- TASK TO COMPLETE -
Copy word for word the part of the lines below that opens with the line containing "Teacher note: have the class pick out the asphalt" and closes with the line containing "Teacher note: have the class pick out the glowing", including both of those lines.

- WORKING DATA -
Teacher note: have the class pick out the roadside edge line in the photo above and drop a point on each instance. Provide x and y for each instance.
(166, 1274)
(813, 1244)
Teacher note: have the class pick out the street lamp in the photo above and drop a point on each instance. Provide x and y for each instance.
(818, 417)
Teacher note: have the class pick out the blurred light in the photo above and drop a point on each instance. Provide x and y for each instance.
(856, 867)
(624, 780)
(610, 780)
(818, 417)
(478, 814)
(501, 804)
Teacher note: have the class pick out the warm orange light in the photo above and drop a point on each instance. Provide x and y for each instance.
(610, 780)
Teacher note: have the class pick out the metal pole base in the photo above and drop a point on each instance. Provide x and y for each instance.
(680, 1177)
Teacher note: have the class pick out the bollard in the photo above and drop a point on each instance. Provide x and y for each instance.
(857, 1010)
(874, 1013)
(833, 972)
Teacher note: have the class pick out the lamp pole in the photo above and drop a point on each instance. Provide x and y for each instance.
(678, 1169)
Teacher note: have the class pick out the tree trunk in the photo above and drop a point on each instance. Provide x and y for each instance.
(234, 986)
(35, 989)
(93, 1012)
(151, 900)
---
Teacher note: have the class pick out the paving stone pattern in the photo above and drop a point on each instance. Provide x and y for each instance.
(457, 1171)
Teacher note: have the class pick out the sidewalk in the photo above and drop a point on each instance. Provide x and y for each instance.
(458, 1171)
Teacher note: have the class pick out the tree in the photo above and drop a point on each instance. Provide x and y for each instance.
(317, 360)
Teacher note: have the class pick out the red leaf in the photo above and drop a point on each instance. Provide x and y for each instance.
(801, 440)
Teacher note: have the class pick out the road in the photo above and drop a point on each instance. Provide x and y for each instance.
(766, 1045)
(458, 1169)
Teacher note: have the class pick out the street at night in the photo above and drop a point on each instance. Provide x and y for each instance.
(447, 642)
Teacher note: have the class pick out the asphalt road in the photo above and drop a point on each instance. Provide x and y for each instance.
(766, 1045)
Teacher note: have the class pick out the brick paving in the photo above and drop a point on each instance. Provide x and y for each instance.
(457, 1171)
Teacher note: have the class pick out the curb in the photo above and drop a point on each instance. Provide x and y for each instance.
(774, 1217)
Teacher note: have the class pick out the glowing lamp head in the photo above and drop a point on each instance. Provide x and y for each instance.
==
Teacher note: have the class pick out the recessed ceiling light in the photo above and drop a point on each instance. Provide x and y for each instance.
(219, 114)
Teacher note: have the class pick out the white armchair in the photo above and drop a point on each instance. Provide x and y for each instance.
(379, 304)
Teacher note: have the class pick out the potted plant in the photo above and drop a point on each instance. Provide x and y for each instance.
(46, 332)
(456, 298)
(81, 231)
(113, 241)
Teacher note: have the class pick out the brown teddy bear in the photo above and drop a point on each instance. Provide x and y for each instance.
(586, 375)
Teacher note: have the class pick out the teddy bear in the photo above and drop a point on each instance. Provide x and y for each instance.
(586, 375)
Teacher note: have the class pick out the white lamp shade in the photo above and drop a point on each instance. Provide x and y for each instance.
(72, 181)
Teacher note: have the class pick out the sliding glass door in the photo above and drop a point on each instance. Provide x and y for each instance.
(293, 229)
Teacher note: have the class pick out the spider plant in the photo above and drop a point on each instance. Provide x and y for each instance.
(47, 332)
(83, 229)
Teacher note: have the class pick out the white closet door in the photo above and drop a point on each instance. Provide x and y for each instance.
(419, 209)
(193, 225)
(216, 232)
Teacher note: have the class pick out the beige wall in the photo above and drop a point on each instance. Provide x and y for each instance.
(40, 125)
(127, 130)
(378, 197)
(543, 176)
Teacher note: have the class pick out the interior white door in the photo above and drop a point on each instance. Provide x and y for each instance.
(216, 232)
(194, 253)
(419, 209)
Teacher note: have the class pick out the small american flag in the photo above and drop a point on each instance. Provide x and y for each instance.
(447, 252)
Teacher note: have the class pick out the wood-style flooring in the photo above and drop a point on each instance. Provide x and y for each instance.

- SOLUTION TO THIS EXERCISE -
Teacher note: have the class pick out the asphalt road in the photo above and drop a point on each instance. Provide x and y for each instance.
(766, 1045)
Teacher note: have the class pick out the brick paving in the photo above and drop a point on each instance. Provide x and y for each instance.
(457, 1171)
Teacher note: have the class pick out the curb in the photo above and drop a point on each instance. Provide x and y for each instance.
(774, 1217)
Teacher note: have the class pick out the glowing lamp head in the photo above and drop a point on each instance. Provide x and y for each instance.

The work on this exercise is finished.